- Task objective: Extract each line of the material below that contains the word "leaf".

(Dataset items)
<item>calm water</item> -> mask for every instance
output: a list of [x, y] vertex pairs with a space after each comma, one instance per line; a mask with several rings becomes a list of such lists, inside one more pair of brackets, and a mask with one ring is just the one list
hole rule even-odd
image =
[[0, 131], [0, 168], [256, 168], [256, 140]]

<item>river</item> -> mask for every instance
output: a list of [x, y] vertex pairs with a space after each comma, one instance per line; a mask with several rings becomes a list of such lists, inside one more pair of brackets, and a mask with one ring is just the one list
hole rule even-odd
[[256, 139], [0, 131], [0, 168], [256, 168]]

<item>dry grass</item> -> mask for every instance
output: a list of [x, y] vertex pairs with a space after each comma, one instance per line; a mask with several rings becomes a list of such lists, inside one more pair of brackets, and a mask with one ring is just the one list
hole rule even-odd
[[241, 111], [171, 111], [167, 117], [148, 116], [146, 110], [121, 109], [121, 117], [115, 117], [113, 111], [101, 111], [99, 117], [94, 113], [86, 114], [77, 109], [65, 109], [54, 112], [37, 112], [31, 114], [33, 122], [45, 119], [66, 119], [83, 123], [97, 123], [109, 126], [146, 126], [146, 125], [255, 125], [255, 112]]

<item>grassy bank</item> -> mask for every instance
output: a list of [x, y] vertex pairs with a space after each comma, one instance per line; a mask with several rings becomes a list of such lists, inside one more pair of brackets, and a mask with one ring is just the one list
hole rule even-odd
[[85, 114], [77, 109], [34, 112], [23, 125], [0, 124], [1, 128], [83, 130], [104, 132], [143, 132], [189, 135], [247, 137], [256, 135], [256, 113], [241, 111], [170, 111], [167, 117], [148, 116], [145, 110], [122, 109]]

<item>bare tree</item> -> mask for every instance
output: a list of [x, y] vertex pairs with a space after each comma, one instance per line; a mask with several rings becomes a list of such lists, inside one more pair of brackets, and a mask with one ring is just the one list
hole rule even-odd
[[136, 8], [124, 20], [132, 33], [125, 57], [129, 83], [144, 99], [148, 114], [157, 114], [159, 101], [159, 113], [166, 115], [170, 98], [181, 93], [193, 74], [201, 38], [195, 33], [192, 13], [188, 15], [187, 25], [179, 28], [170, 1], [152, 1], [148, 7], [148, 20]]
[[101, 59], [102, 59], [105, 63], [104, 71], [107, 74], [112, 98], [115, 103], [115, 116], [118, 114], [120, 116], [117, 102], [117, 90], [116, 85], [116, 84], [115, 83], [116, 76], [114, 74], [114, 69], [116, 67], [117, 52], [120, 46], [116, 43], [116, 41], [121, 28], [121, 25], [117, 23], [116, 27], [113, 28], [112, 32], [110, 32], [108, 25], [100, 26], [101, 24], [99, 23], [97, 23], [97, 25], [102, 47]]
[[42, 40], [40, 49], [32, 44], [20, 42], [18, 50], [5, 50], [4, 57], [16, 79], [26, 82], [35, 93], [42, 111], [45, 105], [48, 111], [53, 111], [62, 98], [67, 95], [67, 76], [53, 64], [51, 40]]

==

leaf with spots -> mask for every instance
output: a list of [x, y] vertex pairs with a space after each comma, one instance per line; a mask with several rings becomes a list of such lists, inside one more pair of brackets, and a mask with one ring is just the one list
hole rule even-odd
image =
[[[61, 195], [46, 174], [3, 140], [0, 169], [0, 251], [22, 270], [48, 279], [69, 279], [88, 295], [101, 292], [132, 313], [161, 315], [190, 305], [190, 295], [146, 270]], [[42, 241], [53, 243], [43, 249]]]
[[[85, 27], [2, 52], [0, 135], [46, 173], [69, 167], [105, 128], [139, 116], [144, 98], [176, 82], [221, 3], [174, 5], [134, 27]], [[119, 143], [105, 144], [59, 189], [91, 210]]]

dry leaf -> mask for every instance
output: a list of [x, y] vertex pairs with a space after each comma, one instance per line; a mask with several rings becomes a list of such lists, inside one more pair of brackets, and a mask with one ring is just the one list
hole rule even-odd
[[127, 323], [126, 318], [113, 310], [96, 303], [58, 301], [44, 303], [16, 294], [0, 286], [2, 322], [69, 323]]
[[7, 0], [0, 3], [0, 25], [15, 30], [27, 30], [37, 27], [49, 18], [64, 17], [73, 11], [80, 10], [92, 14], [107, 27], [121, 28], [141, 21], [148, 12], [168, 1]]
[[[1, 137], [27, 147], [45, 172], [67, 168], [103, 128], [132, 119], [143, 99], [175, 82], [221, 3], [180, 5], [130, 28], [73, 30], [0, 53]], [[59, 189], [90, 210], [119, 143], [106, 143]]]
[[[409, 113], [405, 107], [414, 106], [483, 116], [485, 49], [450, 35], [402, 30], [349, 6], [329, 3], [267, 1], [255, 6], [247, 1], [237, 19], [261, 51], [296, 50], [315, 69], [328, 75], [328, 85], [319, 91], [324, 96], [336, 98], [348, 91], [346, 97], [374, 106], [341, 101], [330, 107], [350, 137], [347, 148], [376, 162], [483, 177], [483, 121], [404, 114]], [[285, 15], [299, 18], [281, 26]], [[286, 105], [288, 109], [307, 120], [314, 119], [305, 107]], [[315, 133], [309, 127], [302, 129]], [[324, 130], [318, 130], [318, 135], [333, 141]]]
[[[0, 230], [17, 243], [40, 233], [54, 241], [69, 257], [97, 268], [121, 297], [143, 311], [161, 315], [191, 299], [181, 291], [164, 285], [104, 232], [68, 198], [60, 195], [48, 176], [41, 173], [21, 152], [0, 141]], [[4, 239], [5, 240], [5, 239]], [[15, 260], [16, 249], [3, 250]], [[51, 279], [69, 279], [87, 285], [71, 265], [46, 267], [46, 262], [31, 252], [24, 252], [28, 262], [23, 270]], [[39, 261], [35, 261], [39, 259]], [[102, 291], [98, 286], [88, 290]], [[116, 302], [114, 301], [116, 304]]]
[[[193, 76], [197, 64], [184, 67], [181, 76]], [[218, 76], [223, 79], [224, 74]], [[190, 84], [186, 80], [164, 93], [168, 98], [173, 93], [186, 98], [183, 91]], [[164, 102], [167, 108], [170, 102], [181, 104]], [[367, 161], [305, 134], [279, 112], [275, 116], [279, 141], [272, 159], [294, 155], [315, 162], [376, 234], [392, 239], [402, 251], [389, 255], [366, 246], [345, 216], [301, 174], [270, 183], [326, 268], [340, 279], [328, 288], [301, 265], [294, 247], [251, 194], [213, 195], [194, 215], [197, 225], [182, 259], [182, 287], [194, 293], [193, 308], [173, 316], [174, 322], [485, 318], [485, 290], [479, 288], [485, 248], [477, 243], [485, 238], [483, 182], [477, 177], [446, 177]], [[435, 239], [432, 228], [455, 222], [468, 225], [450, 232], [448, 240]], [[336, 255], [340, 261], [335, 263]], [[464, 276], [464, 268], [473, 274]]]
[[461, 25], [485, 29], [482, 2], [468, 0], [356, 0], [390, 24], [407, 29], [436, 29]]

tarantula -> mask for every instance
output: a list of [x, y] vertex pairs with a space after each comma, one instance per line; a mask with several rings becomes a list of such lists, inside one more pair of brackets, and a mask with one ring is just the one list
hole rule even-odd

- Exercise response:
leaf with spots -> mask for every instance
dry leaf -> mask for every instance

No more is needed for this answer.